> [What to do]
1. What was the little chapel at Kylemore Abbey ornamented with, according to the travel account?
2. Decide whether each statement agrees with the travel account, and answer yes or no, quoting the words that settle it: (a) A Boxer dog went along on most of the coastal walk. (b) The Benedictines given Kylemore Abbey had been displaced from a priory in France. (c) The rain always made conditions ideal for hiking.

> [Extract]
** BEGIN **
The next day, we took right away to the wilds, mountains rocky and green but brown with dying fern leaves. All of us drove to the grounds of the Kylemore Abbey, a former castle built by a wealthy businessman and politician for his wife, which was gifted to a group of Benedictine displaced from their priory in Belgium during World War I, but who were actually themselves returned to their Irish roots, having left the country during the Catholic persecutions of the fifteenth century before the days of the Republic. The little chapel was fully ornamented in domestic marbles, including this strange, green marble from this area. While waiting for the shuttle bus to take us to the Victorian Walled Gardens, we were acquainted with the first of our many animal friends that we made on this vacation. The gardens, as the rest of the unique climate on the sea, had managed an unusual tropical collection with only bricks and mortar and careful planning. I suppose that this was also a good introduction for the lush vegetation of the region, dripping rich Fuchsias, palms, giant Jurassic ferns.

The rain was forever coming and going, but in a way that made it nearly pleasant and refreshing, though it was not always ideal for hikes through the country side. We only went a bit further that first full day, through Quaker Letterfrack, which hosts the Connemara National Park, and explored, after a pint and some fish and chips, one of the coastal trails—I least we concluded we were on the right path, taking the left after the second yellow water pump, up the mountain. There were strange pod-people plants, like alien pineapples. A little Boxer dog, whose owner eventually retrieved him, accompanied us most of the way, and we saw a tower ruin at the promontory on the rocky beach, where we collected some sea shells by the sea shore. We came home later that evening, and I thought maybe I had underestimated the distance and scale while browsing the maps: before, on the Baltic islands, greater detail was rendered over just a few kilometers, and the journey time took longer, but no matter since the road was an experience in itself, winding and bumpy, liable to flooding and avalanche but well maintained and the sheep knew better than to hinder traffic.
** END **
[Stored data]
** BEGIN **
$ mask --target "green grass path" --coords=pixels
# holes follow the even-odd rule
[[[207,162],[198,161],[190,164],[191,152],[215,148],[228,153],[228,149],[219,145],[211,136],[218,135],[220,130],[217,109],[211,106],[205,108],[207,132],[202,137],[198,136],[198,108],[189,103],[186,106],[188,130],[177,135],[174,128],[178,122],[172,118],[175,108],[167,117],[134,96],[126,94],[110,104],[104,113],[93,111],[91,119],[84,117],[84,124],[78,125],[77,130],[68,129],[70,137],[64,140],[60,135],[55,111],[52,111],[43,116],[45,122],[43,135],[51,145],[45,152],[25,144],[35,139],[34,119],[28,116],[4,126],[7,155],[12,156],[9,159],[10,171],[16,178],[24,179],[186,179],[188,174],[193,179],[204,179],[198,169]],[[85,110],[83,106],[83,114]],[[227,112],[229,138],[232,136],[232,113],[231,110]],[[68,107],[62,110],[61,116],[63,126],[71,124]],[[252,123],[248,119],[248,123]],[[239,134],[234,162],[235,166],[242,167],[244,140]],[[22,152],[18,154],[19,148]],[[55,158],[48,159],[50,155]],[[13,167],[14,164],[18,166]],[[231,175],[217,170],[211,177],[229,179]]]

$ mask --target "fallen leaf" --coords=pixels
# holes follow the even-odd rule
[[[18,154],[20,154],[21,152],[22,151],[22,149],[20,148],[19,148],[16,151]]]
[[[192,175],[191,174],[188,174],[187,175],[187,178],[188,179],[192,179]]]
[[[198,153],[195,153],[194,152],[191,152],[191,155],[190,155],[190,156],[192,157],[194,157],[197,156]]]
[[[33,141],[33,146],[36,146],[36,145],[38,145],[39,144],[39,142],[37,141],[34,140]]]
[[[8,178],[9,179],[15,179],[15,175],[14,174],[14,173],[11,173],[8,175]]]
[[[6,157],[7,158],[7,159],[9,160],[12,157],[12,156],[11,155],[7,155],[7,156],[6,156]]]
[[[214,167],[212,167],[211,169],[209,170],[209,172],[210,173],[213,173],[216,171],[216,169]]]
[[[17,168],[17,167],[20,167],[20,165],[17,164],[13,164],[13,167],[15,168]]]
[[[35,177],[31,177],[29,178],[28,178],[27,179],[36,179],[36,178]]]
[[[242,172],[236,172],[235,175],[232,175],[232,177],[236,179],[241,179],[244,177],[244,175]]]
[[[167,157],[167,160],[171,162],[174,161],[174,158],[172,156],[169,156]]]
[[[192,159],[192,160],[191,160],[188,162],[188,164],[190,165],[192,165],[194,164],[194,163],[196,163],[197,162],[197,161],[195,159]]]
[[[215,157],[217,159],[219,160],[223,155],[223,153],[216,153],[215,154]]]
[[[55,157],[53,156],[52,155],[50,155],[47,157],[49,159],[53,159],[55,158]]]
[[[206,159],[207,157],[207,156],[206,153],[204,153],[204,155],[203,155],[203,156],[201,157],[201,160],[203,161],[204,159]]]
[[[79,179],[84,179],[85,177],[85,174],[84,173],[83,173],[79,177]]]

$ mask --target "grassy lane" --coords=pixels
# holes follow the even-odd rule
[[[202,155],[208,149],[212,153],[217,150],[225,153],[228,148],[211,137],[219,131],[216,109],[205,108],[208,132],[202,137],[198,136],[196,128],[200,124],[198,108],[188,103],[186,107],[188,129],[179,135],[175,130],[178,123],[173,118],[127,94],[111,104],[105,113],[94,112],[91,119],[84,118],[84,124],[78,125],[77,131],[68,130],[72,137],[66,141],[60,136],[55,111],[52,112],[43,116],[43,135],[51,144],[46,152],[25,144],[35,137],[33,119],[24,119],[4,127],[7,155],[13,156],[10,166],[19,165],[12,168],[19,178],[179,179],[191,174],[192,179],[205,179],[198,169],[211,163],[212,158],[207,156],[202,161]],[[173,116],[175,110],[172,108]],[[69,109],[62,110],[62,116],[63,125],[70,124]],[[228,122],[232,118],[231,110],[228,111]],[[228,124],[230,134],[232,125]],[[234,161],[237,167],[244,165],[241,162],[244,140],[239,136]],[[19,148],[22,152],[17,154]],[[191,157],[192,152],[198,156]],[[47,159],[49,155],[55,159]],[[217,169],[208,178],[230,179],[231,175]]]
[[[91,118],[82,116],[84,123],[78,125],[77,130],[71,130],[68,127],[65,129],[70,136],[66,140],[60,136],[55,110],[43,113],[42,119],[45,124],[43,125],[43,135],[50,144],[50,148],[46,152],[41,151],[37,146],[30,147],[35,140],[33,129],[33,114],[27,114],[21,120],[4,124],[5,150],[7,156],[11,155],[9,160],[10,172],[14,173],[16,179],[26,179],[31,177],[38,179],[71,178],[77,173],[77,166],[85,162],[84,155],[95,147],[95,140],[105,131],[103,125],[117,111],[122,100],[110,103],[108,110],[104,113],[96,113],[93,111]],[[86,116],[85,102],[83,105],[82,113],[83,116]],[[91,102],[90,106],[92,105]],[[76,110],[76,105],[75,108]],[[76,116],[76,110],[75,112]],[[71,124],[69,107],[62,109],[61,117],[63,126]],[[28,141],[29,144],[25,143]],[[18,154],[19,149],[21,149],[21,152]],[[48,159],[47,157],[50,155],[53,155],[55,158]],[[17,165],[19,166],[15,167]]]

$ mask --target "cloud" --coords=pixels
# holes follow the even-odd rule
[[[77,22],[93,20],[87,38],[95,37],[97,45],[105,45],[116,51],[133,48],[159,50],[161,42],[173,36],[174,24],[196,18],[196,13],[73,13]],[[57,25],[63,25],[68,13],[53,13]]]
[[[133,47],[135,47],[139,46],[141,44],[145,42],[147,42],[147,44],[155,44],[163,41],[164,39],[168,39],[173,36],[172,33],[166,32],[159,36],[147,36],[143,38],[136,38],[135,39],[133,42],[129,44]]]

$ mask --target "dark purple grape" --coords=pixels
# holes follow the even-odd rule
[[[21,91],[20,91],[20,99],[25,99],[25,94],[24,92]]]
** END **
> [Worked answers]
1. It was fully ornamented in domestic marbles, including a strange green marble from the area.

2.
(a) Yes: "A little Boxer dog, whose owner eventually retrieved him, accompanied us most of the way"
(b) No: "displaced from their priory in Belgium during World War I"
(c) No: "though it was not always ideal for hikes through the country side"